___ Exercise passage ___

California Love by Chris Peterson SM '13

a week in the life of an admissions officer on the road

Every year our office travels all over the country to speak to students about MIT. The goal of these presentations is to demystify the Institute and our admissions process, particularly for those far-flung audiences that might not otherwise be able to visit MIT or speak to an admissions officer in person.

Our destinations fall into roughly three categories:

  • Central Meetings: major events, held at large venues, to which we invite everyone in our prospect database in a ~100 mile radius
  • School Visits: visits to individual high schools
  • Community-Based Organizations (CBOs): visits to CBOs, which may work with students from a region or community who span several different high schools

This year, I traveled to Southern California. I spent a week driving all over the region speaking to as many students as I could. I’m writing notes for my colleagues about my journey, and I thought I’d share some of them with you all to see what it’s like to be an admissions officer on the road.

Tuesday, September 2nd


I woke up at 5:30AM and caught a taxi to Logan Airport for my 7:30AM flight direct to LAX. I spent most of the flight napping and reading back issues of the New Yorker.

I landed in LAX around 11:30AM PT and picked up my rental car. Because I was in California, my first stop was In-N-Out.


I have a confession; actually, it’s more of a declaration: In-N-Out is not that good. Californians constantly tell me that it is, but I have been to a lot of burger places, and it is not. Instead, In-N-Out is to Californians what Dunkin Donuts is to New Englanders: it is so familiar and uniquely regional that it makes you feel like home. And sometimes that’s just as (if not more) important than quality.

___ Data extracts ___

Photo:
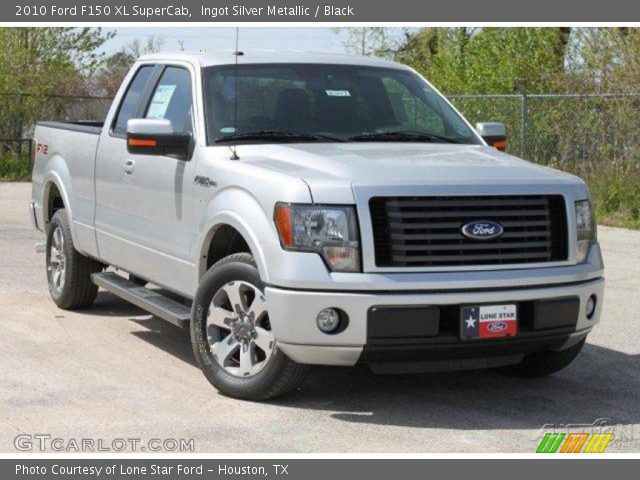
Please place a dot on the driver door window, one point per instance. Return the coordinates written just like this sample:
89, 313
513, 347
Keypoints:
172, 99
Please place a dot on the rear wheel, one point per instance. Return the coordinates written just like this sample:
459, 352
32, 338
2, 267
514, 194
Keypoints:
541, 364
68, 271
231, 334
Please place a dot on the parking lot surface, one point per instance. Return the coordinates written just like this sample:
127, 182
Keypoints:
114, 372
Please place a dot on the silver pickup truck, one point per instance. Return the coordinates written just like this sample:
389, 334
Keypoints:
297, 209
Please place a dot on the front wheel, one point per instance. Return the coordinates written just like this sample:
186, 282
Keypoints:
231, 334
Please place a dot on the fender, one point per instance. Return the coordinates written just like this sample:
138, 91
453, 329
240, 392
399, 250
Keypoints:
241, 210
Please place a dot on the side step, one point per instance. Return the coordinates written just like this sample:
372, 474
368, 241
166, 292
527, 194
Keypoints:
149, 300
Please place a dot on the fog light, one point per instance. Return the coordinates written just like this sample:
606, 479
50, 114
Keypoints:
591, 306
328, 320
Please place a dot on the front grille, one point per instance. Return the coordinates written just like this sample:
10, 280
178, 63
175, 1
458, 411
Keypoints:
426, 231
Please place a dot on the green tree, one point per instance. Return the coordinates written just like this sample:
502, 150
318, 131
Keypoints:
488, 60
36, 63
115, 67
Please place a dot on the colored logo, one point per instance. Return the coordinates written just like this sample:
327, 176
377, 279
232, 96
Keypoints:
583, 442
482, 230
497, 326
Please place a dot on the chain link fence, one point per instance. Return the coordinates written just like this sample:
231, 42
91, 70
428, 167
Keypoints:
559, 130
562, 130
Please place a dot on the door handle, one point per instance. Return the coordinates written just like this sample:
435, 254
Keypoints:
128, 166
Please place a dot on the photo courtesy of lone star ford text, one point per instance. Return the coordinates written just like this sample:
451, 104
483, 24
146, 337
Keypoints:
307, 236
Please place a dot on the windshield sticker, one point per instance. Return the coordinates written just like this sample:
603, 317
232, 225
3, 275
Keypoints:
338, 93
160, 101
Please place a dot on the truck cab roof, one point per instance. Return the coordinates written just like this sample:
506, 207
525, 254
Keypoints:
227, 57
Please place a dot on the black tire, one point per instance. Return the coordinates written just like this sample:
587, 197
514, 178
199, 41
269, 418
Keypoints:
279, 376
541, 364
137, 280
77, 290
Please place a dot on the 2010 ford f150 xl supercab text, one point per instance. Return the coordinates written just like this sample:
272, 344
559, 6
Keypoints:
296, 209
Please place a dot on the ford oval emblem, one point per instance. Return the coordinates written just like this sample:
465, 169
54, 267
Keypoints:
482, 230
497, 326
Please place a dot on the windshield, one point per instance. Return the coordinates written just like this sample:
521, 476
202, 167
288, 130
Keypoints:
308, 102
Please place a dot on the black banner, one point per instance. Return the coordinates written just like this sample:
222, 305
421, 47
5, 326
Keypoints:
333, 11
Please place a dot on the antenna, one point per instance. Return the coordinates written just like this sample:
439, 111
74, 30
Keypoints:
237, 53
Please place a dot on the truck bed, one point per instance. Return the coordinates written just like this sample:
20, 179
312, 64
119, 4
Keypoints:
92, 127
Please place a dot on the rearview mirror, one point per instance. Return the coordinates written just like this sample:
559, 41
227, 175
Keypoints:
493, 133
156, 136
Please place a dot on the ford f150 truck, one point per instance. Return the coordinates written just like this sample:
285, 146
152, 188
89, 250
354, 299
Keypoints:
296, 209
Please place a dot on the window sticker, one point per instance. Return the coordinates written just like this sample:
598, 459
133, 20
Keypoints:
338, 93
160, 101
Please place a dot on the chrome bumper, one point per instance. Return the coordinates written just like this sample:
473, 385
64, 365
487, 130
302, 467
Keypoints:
292, 314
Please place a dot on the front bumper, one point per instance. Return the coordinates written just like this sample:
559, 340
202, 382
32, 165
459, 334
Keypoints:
292, 314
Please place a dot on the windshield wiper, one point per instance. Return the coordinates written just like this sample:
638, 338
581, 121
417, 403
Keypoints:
278, 135
402, 136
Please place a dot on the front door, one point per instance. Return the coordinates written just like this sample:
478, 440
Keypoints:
148, 232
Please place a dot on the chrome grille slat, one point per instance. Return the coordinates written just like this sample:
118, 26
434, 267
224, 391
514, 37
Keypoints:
426, 231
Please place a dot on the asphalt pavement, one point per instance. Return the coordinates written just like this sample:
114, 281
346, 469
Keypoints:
113, 372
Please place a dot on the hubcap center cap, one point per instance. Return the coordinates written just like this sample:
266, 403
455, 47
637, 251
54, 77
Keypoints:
243, 330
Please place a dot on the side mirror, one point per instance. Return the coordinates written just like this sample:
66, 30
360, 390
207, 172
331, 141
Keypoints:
156, 136
493, 133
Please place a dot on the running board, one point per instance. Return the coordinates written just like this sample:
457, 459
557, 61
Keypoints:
149, 300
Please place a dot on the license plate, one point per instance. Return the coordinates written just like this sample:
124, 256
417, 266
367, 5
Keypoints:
488, 321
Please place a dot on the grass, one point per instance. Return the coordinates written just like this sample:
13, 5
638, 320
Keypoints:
14, 168
615, 190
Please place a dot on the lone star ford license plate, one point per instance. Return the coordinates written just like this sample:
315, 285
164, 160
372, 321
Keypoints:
488, 321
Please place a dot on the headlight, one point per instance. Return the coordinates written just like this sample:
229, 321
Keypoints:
331, 231
586, 227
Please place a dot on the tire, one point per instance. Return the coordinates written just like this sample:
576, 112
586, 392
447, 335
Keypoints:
68, 271
137, 280
227, 355
541, 364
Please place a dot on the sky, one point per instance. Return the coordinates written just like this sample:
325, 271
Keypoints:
317, 39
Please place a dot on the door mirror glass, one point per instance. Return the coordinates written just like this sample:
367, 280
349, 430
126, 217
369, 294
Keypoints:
493, 133
154, 136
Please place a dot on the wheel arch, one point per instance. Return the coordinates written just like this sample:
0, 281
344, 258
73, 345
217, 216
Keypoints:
225, 226
55, 195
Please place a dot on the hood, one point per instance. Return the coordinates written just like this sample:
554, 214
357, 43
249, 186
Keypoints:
330, 167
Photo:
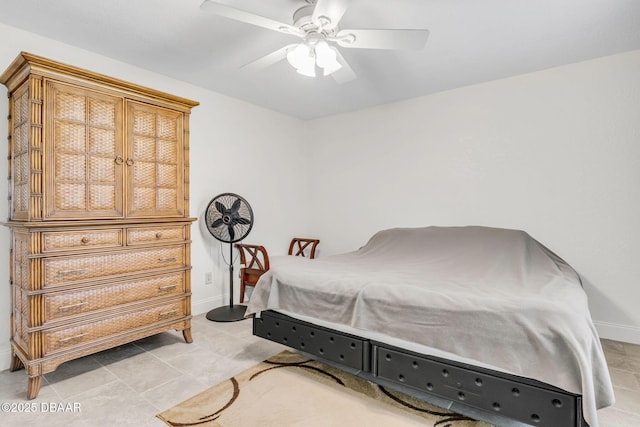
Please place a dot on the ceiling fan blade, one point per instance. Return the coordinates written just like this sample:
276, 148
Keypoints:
269, 59
249, 18
345, 73
332, 9
382, 39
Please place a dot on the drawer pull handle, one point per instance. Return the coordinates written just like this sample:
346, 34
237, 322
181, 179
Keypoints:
72, 306
65, 273
75, 337
166, 314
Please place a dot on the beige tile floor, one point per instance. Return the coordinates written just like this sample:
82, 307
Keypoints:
129, 385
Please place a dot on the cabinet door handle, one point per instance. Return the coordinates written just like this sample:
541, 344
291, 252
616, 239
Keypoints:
71, 306
65, 273
75, 337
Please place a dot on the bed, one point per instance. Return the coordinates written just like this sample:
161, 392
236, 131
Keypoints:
486, 317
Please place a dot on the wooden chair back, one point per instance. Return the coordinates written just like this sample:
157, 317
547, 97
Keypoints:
256, 262
303, 247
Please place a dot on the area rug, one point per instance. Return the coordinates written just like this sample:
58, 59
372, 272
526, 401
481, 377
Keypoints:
291, 390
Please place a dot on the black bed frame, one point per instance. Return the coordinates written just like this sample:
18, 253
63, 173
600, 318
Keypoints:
469, 387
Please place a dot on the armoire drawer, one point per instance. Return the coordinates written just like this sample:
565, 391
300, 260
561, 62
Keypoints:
59, 305
84, 239
144, 235
83, 333
63, 270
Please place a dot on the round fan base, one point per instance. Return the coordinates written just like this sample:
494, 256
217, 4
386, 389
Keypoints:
227, 313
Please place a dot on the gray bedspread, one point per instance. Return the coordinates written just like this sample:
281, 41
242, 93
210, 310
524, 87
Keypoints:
491, 295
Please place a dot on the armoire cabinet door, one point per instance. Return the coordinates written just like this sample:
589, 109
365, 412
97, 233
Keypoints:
84, 149
155, 168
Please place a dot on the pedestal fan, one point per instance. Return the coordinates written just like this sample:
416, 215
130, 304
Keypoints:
229, 219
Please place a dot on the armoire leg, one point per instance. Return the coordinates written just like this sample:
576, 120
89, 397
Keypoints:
186, 333
16, 363
34, 387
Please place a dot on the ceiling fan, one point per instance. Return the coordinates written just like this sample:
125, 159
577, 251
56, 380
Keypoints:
316, 23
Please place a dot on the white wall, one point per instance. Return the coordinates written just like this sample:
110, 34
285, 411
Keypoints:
555, 153
235, 147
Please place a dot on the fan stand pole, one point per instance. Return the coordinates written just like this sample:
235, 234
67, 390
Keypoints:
230, 313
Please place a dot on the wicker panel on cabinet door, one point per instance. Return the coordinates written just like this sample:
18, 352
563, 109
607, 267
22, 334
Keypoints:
72, 336
63, 270
84, 149
20, 151
70, 106
59, 305
156, 182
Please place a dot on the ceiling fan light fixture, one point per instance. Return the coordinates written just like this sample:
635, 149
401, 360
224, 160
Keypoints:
303, 59
327, 58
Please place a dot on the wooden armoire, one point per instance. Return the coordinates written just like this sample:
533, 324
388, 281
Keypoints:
98, 212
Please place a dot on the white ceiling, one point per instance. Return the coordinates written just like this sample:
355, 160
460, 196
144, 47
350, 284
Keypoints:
471, 41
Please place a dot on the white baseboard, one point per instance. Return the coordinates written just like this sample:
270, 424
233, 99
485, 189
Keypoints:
5, 358
617, 332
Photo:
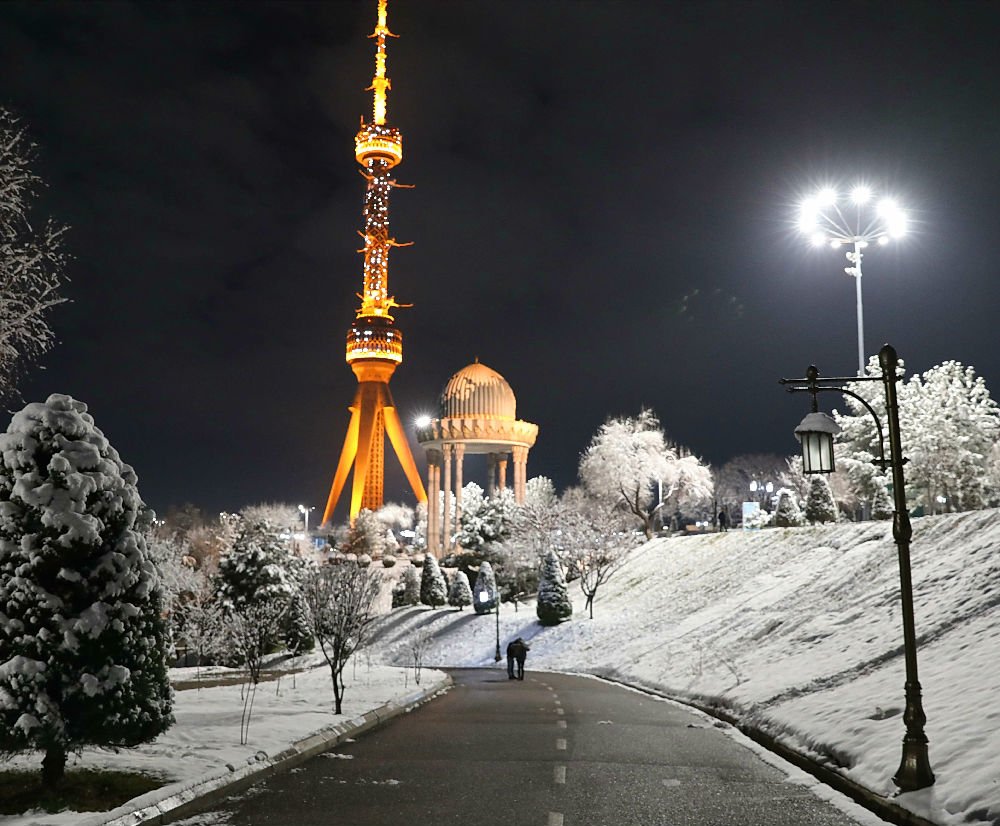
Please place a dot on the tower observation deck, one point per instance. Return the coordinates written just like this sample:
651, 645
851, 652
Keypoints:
374, 343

___

● Problems to work on
1 > According to the admissions travel post, where did the author stop first after picking up the rental car?
2 > For each statement, indicate whether it agrees with the admissions travel post, and quote the deciding words. (a) The author took a connecting flight to LAX. (b) The author regards In-N-Out as excellent. (c) The author spent a week driving around the region to speak with students.
The data play no part in this exercise.

● Completed exercise
1 > In-N-Out.

2 >
(a) No: "my 7:30AM flight direct to LAX"
(b) No: "In-N-Out is not that good."
(c) Yes: "I spent a week driving all over the region speaking to as many students as I could."